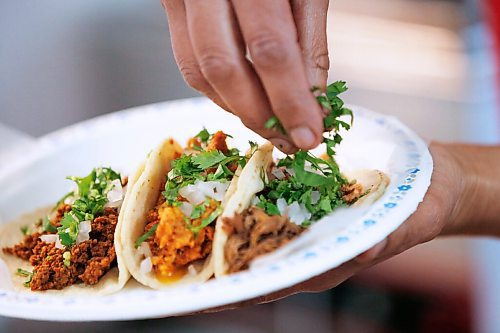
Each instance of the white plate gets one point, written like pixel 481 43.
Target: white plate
pixel 123 139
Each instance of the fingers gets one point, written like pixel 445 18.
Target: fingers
pixel 310 18
pixel 183 52
pixel 272 42
pixel 220 53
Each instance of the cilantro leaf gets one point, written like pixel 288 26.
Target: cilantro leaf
pixel 25 273
pixel 47 226
pixel 145 236
pixel 208 159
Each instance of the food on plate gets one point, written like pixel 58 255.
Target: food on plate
pixel 168 227
pixel 74 245
pixel 277 200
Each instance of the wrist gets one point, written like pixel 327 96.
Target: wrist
pixel 474 188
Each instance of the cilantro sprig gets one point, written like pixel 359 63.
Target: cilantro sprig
pixel 198 212
pixel 308 174
pixel 90 199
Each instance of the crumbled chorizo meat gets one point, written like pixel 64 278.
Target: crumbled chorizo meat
pixel 351 192
pixel 24 249
pixel 218 142
pixel 254 233
pixel 89 260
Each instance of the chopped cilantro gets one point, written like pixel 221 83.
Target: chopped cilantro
pixel 67 258
pixel 25 230
pixel 205 222
pixel 27 274
pixel 145 236
pixel 308 173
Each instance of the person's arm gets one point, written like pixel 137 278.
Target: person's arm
pixel 287 43
pixel 463 199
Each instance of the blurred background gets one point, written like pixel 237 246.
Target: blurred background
pixel 430 63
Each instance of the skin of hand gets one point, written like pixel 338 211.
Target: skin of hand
pixel 287 44
pixel 461 200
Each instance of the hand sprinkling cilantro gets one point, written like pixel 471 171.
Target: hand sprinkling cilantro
pixel 310 181
pixel 47 226
pixel 91 197
pixel 27 274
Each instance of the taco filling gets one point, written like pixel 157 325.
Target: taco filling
pixel 179 230
pixel 75 244
pixel 298 191
pixel 291 194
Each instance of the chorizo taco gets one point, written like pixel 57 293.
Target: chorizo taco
pixel 73 246
pixel 169 226
pixel 276 201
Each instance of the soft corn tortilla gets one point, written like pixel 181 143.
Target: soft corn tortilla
pixel 144 197
pixel 10 234
pixel 251 182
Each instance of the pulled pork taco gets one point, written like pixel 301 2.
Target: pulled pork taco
pixel 74 246
pixel 276 201
pixel 169 227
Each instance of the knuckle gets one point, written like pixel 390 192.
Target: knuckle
pixel 268 49
pixel 192 75
pixel 217 66
pixel 321 61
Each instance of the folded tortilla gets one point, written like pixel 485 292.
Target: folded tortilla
pixel 251 182
pixel 113 281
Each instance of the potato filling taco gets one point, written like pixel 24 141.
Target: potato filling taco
pixel 74 243
pixel 293 193
pixel 169 228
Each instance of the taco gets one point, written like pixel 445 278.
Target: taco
pixel 168 227
pixel 276 201
pixel 72 247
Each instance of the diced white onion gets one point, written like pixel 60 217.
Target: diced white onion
pixel 144 250
pixel 295 212
pixel 282 205
pixel 115 195
pixel 52 238
pixel 146 266
pixel 186 208
pixel 315 197
pixel 84 229
pixel 192 271
pixel 255 201
pixel 197 193
pixel 278 173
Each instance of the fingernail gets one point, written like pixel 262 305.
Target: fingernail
pixel 372 253
pixel 303 137
pixel 283 145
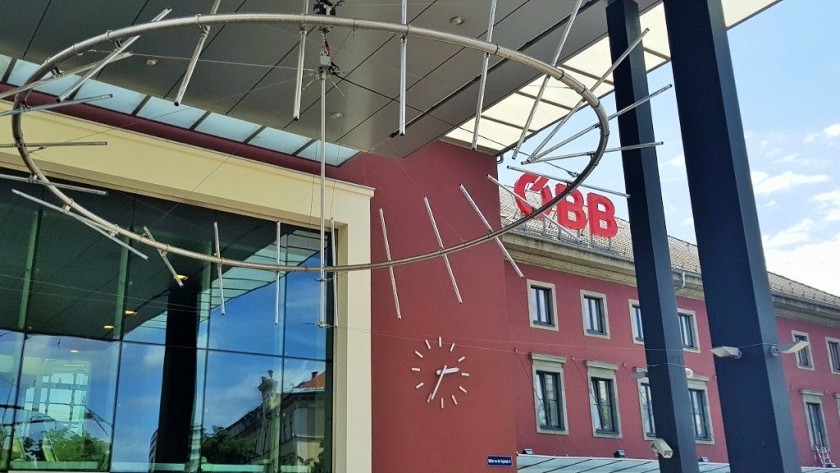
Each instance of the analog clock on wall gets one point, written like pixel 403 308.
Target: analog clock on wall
pixel 440 373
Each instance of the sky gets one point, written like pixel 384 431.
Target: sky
pixel 786 69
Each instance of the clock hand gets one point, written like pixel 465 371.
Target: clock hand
pixel 440 378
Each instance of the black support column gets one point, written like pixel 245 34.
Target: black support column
pixel 753 393
pixel 177 397
pixel 654 277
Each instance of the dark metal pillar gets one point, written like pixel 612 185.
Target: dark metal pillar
pixel 654 277
pixel 177 397
pixel 753 393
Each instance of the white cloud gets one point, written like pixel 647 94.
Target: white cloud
pixel 799 233
pixel 766 184
pixel 832 130
pixel 814 264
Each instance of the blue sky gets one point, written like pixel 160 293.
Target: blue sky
pixel 786 68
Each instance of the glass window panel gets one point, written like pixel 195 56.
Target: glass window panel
pixel 279 140
pixel 10 348
pixel 303 338
pixel 305 434
pixel 53 431
pixel 79 274
pixel 241 422
pixel 19 225
pixel 227 127
pixel 638 331
pixel 142 393
pixel 165 111
pixel 336 154
pixel 124 100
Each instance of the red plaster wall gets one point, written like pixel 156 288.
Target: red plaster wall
pixel 821 378
pixel 571 343
pixel 410 434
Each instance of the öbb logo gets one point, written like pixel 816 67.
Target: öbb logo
pixel 571 212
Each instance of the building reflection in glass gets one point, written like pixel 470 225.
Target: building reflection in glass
pixel 107 365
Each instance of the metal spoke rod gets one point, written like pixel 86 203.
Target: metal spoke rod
pixel 546 78
pixel 536 153
pixel 50 106
pixel 92 225
pixel 165 259
pixel 54 144
pixel 202 38
pixel 322 278
pixel 219 266
pixel 567 181
pixel 56 76
pixel 525 201
pixel 390 268
pixel 440 245
pixel 335 275
pixel 490 229
pixel 624 110
pixel 277 279
pixel 107 60
pixel 403 67
pixel 34 180
pixel 479 106
pixel 590 153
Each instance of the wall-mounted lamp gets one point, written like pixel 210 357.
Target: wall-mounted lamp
pixel 727 352
pixel 776 350
pixel 661 447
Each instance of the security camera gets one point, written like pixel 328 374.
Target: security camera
pixel 662 448
pixel 727 352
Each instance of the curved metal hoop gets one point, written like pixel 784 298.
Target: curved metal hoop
pixel 304 21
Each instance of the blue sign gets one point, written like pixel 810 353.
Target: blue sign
pixel 499 460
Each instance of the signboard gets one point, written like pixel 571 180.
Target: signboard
pixel 598 213
pixel 499 460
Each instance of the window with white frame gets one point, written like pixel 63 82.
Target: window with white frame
pixel 549 394
pixel 541 305
pixel 803 356
pixel 688 330
pixel 646 403
pixel 636 322
pixel 603 395
pixel 833 346
pixel 595 319
pixel 815 420
pixel 700 414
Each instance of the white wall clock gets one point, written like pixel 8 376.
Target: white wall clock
pixel 440 373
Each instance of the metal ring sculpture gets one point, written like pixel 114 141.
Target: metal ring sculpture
pixel 305 21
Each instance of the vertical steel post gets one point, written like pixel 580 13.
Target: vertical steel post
pixel 654 278
pixel 753 392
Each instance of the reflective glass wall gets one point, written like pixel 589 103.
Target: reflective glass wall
pixel 108 364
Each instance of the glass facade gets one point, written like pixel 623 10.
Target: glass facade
pixel 106 364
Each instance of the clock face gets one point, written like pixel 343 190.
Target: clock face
pixel 440 373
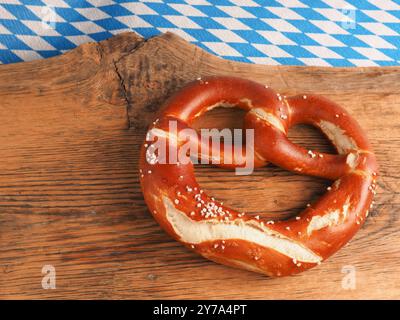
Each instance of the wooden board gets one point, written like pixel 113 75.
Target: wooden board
pixel 70 131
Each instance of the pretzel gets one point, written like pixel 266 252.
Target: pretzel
pixel 226 236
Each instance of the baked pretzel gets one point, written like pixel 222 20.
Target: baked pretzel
pixel 224 235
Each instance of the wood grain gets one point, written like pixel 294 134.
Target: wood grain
pixel 70 131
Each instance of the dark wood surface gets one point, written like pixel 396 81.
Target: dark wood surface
pixel 70 132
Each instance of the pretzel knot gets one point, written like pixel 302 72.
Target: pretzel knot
pixel 221 234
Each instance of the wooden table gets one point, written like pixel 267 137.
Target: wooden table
pixel 70 131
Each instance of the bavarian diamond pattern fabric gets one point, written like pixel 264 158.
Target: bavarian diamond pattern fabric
pixel 290 32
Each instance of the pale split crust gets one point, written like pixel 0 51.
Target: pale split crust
pixel 276 248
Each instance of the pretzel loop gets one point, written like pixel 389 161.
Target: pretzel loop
pixel 221 234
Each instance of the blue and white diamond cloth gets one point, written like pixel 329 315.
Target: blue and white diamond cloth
pixel 290 32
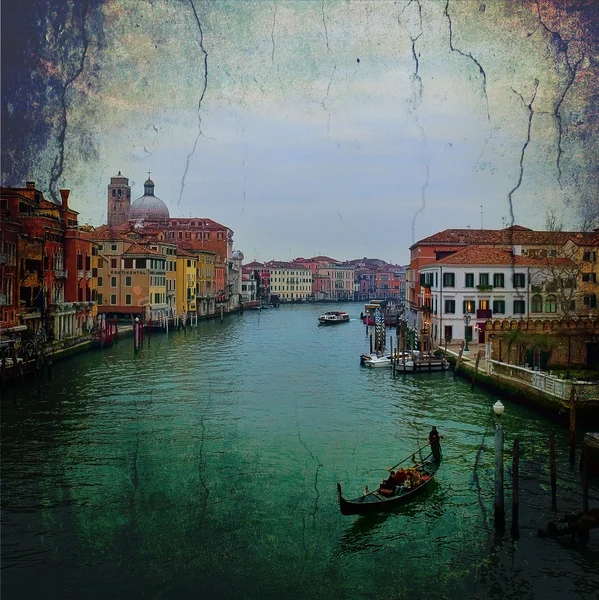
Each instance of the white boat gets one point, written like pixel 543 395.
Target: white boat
pixel 372 360
pixel 332 317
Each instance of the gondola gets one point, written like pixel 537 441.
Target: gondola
pixel 381 499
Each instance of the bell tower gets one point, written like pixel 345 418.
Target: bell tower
pixel 119 200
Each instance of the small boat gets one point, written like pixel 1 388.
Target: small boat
pixel 415 479
pixel 332 317
pixel 373 360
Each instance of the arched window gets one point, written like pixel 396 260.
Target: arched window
pixel 551 303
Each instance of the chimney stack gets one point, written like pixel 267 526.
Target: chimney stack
pixel 64 194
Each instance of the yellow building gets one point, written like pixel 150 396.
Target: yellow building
pixel 205 282
pixel 186 282
pixel 131 277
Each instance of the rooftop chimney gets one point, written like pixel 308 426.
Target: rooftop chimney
pixel 64 194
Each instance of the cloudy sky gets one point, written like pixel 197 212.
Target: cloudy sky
pixel 345 128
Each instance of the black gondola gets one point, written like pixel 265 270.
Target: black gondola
pixel 381 499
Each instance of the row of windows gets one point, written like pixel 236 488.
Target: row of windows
pixel 449 280
pixel 537 305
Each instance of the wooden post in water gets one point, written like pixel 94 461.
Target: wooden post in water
pixel 478 355
pixel 553 470
pixel 499 496
pixel 457 364
pixel 585 478
pixel 572 423
pixel 515 487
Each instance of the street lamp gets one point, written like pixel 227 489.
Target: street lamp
pixel 467 318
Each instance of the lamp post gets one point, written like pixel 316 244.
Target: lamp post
pixel 467 318
pixel 498 409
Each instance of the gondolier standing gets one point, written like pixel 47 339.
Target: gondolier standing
pixel 434 439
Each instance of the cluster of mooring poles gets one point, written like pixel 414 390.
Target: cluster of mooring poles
pixel 577 525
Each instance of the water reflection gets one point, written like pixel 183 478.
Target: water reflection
pixel 197 467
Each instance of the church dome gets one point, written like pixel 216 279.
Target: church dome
pixel 149 207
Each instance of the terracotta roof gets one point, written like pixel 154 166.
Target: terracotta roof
pixel 105 233
pixel 136 248
pixel 193 245
pixel 205 224
pixel 279 264
pixel 510 235
pixel 181 252
pixel 483 255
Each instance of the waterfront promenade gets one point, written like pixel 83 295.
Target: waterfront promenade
pixel 206 464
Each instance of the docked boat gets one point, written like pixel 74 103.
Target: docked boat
pixel 332 317
pixel 372 360
pixel 401 487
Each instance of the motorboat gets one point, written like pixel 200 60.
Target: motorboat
pixel 332 317
pixel 374 360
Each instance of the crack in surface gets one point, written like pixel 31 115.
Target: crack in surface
pixel 58 166
pixel 326 31
pixel 522 153
pixel 323 103
pixel 199 113
pixel 318 465
pixel 561 45
pixel 418 90
pixel 480 69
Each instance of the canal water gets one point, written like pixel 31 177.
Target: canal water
pixel 205 466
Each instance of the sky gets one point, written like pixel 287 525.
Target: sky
pixel 343 128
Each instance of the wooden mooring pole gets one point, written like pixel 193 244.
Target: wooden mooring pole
pixel 499 495
pixel 553 470
pixel 572 424
pixel 478 355
pixel 457 364
pixel 515 487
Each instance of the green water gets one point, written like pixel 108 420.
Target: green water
pixel 205 466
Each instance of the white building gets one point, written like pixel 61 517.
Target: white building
pixel 289 280
pixel 461 291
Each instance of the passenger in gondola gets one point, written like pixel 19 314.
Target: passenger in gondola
pixel 387 486
pixel 434 439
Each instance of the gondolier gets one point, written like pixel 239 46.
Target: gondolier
pixel 414 480
pixel 434 439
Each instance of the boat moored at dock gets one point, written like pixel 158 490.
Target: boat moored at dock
pixel 333 317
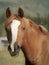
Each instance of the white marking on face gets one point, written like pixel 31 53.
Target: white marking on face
pixel 14 30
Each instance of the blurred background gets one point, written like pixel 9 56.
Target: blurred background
pixel 36 10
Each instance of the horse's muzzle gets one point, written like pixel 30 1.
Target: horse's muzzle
pixel 16 50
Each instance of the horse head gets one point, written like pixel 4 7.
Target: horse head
pixel 15 27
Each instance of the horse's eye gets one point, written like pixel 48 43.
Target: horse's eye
pixel 23 28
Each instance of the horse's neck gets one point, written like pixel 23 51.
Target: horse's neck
pixel 29 47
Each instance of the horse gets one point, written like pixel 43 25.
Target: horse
pixel 31 38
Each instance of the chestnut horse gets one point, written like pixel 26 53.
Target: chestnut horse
pixel 24 34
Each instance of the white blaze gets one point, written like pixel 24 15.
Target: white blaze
pixel 14 29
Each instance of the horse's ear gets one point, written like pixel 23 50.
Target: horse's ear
pixel 20 12
pixel 8 12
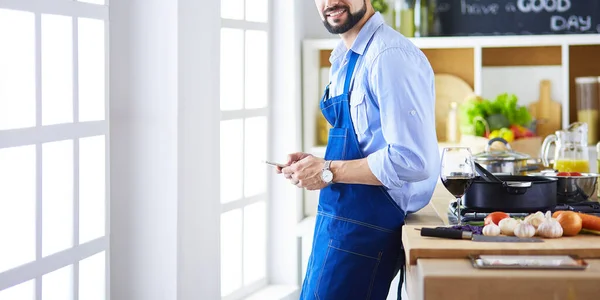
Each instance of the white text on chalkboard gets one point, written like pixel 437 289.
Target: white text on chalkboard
pixel 558 23
pixel 536 6
pixel 479 9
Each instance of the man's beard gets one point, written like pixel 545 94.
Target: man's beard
pixel 352 19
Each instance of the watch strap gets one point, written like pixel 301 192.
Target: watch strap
pixel 327 165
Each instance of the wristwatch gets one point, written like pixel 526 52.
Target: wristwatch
pixel 326 174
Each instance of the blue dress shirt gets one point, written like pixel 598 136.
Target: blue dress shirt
pixel 393 111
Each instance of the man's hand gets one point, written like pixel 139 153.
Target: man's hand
pixel 292 158
pixel 306 172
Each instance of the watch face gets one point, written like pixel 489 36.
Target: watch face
pixel 327 176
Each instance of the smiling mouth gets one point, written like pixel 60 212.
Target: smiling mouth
pixel 336 13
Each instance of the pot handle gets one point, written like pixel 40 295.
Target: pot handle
pixel 544 151
pixel 517 189
pixel 498 139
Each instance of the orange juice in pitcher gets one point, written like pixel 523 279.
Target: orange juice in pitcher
pixel 570 149
pixel 572 165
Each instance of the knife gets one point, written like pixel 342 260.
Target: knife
pixel 467 235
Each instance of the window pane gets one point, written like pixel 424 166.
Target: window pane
pixel 256 69
pixel 58 284
pixel 257 10
pixel 232 147
pixel 232 9
pixel 57 69
pixel 255 153
pixel 57 196
pixel 17 206
pixel 91 69
pixel 23 291
pixel 231 251
pixel 93 1
pixel 232 68
pixel 92 192
pixel 255 242
pixel 92 277
pixel 17 69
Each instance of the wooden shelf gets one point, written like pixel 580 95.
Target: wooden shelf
pixel 521 56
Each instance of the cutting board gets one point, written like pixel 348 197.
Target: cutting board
pixel 416 246
pixel 546 111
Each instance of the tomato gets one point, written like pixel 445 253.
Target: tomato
pixel 495 217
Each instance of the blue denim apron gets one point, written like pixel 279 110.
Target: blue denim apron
pixel 357 248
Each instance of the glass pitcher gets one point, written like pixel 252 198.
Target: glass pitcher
pixel 570 151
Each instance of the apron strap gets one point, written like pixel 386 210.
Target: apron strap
pixel 350 71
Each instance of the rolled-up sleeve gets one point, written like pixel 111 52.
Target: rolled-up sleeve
pixel 402 83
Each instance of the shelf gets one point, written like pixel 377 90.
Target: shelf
pixel 482 41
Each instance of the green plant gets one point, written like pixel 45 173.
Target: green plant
pixel 380 5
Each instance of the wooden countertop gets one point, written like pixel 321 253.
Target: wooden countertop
pixel 456 279
pixel 435 214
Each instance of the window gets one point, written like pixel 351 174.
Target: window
pixel 244 100
pixel 53 149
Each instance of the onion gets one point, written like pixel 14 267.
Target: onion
pixel 570 222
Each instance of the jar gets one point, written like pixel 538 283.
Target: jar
pixel 452 131
pixel 404 17
pixel 588 102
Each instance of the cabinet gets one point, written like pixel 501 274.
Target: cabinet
pixel 489 64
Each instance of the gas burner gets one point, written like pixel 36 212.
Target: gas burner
pixel 469 215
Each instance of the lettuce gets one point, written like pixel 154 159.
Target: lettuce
pixel 504 104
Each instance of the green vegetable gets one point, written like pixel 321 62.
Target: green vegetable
pixel 502 112
pixel 380 5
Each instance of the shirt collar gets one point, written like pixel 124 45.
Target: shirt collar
pixel 363 38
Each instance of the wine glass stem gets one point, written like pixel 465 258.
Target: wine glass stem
pixel 459 216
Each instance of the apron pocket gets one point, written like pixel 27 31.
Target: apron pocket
pixel 348 271
pixel 358 112
pixel 336 144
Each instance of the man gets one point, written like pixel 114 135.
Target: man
pixel 382 157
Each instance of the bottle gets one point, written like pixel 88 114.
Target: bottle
pixel 422 18
pixel 598 165
pixel 586 90
pixel 404 17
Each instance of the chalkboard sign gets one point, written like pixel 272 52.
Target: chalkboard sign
pixel 518 17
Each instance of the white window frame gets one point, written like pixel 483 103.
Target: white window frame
pixel 70 131
pixel 243 114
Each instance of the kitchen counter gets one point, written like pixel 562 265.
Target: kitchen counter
pixel 439 268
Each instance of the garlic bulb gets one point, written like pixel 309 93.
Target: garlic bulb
pixel 535 219
pixel 507 226
pixel 524 230
pixel 550 228
pixel 491 230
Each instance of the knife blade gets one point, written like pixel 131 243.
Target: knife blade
pixel 467 235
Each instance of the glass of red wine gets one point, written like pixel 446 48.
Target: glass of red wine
pixel 457 173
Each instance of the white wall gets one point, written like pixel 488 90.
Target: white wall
pixel 164 163
pixel 310 22
pixel 143 149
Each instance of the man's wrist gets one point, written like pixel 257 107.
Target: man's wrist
pixel 335 168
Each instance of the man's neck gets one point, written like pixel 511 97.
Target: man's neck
pixel 350 36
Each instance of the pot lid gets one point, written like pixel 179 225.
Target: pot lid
pixel 503 155
pixel 500 155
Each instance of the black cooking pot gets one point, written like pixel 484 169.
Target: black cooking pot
pixel 515 194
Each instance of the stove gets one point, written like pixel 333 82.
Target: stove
pixel 468 215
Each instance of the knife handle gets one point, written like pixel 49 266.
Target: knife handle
pixel 445 233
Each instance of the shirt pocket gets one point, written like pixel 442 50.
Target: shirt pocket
pixel 358 112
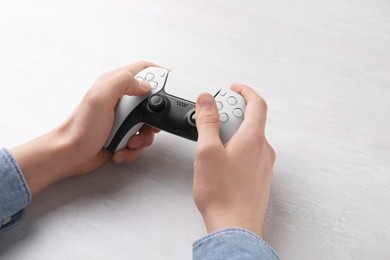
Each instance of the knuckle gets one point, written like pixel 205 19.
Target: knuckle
pixel 208 118
pixel 207 149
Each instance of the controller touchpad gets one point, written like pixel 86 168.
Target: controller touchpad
pixel 187 87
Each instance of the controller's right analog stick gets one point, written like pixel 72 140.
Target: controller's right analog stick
pixel 156 103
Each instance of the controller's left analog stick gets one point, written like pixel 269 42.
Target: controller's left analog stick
pixel 156 103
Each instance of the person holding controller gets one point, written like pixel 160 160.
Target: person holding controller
pixel 231 182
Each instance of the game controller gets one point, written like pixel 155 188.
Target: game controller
pixel 171 107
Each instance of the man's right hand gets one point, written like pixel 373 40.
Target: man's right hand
pixel 232 182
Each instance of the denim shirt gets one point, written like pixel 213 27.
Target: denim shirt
pixel 230 243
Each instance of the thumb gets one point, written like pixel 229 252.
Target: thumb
pixel 136 87
pixel 207 119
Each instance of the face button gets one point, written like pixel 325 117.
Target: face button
pixel 232 101
pixel 149 76
pixel 219 105
pixel 156 103
pixel 153 84
pixel 223 117
pixel 222 93
pixel 238 112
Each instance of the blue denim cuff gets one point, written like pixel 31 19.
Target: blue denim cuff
pixel 232 243
pixel 14 192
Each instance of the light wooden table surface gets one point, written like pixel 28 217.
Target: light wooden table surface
pixel 323 66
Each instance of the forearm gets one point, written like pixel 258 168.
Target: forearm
pixel 45 160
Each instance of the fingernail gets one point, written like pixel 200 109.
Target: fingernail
pixel 144 84
pixel 205 100
pixel 119 159
pixel 135 144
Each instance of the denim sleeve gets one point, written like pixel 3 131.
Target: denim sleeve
pixel 232 243
pixel 14 192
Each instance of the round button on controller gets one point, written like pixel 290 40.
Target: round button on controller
pixel 223 117
pixel 232 100
pixel 156 103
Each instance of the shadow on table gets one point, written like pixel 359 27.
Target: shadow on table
pixel 148 173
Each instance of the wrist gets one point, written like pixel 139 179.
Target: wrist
pixel 45 160
pixel 228 219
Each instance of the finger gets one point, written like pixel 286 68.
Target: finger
pixel 127 155
pixel 207 120
pixel 256 108
pixel 143 139
pixel 135 68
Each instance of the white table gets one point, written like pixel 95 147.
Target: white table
pixel 323 67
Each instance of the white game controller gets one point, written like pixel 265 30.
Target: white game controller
pixel 171 107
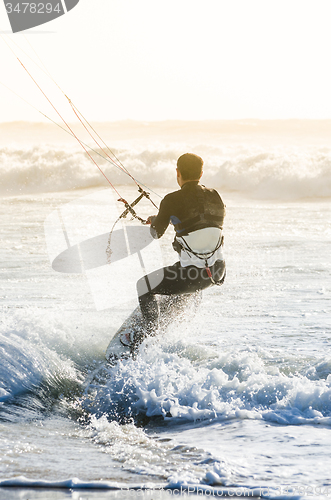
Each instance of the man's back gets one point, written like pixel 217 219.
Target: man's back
pixel 191 208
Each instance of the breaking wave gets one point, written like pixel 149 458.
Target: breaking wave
pixel 288 173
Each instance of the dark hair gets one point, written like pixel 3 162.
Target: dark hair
pixel 190 166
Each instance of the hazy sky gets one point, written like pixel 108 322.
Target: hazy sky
pixel 176 59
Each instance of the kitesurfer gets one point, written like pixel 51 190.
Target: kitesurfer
pixel 197 214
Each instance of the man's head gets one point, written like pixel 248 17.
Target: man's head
pixel 189 168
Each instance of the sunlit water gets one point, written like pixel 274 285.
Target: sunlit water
pixel 236 396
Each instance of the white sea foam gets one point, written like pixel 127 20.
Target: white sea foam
pixel 234 386
pixel 258 168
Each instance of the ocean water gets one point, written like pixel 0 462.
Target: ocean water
pixel 232 400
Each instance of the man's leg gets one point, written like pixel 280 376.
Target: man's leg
pixel 173 281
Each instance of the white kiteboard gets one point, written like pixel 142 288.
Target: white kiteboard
pixel 120 346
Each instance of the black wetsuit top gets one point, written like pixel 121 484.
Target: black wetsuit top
pixel 191 208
○ ○ ○ ○
#### Your goal
What is needed is a word-for-word restatement of every line from the one with "Each instance of the black wetsuit" to the end of the entries above.

#### Result of the task
Each instance of the black wetsuit top gets one point, written like pixel 121 484.
Target: black wetsuit top
pixel 191 208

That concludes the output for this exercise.